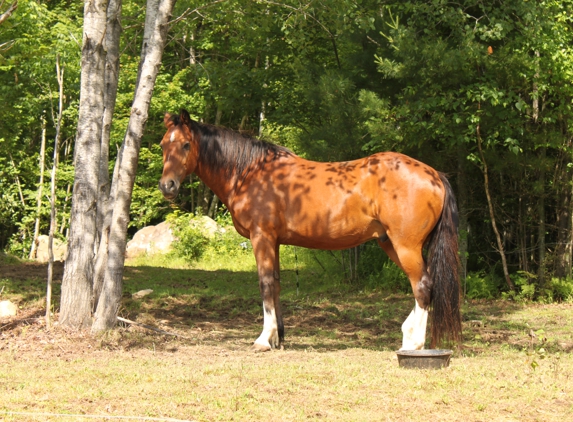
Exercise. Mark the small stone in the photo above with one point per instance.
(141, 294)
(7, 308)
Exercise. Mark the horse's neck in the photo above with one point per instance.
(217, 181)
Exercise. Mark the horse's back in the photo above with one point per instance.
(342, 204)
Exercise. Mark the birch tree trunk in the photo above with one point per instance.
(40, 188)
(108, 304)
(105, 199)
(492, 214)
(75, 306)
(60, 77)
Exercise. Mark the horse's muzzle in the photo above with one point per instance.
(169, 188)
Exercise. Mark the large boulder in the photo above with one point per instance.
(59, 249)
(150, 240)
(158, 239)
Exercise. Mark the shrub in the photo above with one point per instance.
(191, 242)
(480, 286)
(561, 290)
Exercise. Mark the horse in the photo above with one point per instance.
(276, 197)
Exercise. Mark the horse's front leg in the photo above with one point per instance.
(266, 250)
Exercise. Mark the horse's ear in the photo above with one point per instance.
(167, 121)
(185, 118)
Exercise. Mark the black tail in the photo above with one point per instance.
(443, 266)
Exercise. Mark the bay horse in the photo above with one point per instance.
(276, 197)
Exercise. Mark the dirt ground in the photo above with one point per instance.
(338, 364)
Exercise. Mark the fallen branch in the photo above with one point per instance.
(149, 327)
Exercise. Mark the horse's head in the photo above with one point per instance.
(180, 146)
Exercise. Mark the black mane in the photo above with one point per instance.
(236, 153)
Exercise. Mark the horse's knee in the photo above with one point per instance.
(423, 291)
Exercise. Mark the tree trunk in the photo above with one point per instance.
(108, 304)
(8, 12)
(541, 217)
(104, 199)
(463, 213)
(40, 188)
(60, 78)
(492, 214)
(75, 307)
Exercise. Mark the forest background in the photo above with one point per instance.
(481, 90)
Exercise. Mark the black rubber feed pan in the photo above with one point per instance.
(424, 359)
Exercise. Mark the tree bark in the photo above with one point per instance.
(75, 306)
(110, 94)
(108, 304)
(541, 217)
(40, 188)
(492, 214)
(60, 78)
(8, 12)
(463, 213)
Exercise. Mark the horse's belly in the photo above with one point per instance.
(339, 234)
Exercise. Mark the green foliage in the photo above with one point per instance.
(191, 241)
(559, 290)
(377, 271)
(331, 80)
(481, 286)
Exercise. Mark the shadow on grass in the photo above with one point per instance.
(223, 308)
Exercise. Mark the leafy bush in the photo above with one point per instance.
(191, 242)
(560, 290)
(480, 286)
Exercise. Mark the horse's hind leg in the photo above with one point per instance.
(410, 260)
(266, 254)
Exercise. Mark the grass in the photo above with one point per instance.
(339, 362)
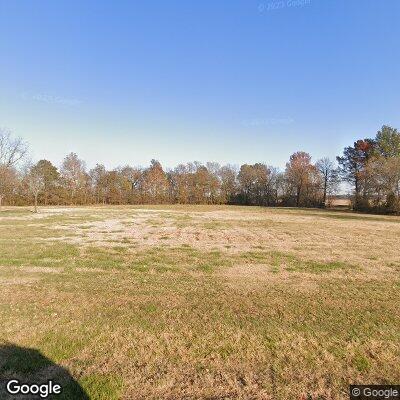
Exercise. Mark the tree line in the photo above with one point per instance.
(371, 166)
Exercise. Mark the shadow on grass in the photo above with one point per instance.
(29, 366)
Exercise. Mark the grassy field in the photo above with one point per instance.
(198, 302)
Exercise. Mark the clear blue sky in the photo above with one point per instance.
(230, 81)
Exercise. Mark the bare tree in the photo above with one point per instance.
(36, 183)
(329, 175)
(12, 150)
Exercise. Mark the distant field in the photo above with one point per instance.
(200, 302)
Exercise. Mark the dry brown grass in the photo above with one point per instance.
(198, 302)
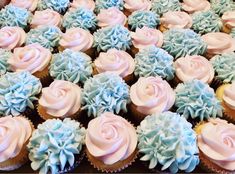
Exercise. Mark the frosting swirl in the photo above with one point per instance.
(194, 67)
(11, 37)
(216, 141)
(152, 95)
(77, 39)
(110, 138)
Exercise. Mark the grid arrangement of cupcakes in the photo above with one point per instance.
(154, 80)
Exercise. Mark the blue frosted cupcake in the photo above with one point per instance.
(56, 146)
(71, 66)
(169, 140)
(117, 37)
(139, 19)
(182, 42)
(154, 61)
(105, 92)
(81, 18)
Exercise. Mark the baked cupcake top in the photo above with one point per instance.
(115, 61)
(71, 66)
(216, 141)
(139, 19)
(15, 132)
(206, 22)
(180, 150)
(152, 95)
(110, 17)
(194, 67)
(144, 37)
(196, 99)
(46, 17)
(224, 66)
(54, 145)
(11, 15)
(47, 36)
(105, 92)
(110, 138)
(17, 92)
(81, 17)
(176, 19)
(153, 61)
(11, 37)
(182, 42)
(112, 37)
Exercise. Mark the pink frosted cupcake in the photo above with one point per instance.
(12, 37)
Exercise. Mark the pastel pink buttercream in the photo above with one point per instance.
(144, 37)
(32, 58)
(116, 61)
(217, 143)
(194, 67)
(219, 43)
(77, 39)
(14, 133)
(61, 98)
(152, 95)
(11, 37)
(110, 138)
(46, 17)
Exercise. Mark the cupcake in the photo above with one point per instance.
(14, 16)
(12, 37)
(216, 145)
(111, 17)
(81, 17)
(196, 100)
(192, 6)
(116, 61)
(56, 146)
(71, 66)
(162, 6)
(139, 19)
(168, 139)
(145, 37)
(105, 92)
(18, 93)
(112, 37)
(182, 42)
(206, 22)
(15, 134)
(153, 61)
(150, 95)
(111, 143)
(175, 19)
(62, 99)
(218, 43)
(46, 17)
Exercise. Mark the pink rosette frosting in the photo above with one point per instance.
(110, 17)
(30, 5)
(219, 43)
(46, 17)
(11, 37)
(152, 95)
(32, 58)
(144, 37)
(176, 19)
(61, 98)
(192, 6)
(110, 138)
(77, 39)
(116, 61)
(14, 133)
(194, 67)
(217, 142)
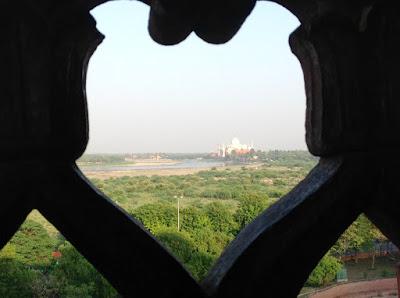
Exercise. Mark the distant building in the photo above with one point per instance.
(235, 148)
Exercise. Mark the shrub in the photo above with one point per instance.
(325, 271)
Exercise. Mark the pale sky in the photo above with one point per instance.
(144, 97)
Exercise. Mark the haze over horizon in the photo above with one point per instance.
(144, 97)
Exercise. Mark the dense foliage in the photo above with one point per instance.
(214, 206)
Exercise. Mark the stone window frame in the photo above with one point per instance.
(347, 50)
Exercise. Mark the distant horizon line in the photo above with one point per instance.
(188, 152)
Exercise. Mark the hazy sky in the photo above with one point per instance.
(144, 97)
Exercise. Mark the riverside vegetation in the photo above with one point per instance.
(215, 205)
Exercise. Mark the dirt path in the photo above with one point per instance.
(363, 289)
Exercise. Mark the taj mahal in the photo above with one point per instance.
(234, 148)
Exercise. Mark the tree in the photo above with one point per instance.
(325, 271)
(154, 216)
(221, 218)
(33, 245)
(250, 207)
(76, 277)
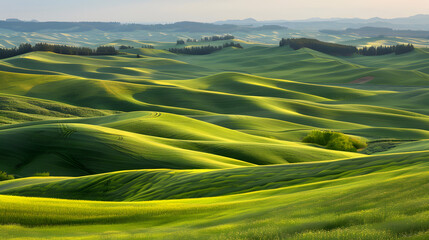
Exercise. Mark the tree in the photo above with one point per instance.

■ ■ ■ ■

▶ **PROBLEM**: Emit the lines of the data above from the one containing "Exercise. Mark the pale" through its final line, both endpoints included. Pictures do not belong in the output.

▶ **WRITTEN RESPONSE**:
Exercise. Mark the pale sky in the photo above with one point per instance.
(144, 97)
Exercise. Mark the haze over horizon in the photo above with one point per instance.
(144, 97)
Exercise. Mark the dense foliage in the photo above with one point per instance.
(214, 206)
Exercise. Mark the stone window frame in the photo above with one point per instance.
(347, 50)
Exercise. Mark the distant horizon line in the photo above with one point per instance.
(188, 152)
Exercise. Mark the hazy sky in the photo above with one point per instance.
(144, 97)
Exercise. Mark the riverside vegetation in the photo above with one point per instance.
(215, 205)
Exercise. Mark the dirt path in the photo above with one point per instance.
(363, 289)
Exercise. Mark the taj mahal in the photo above with one point per instance.
(234, 148)
Exercise. Mark the tree in the photo above with one point per instance.
(325, 271)
(154, 216)
(221, 218)
(33, 245)
(250, 207)
(76, 277)
Exercise. Mark the tree in the photo above with one point per instance.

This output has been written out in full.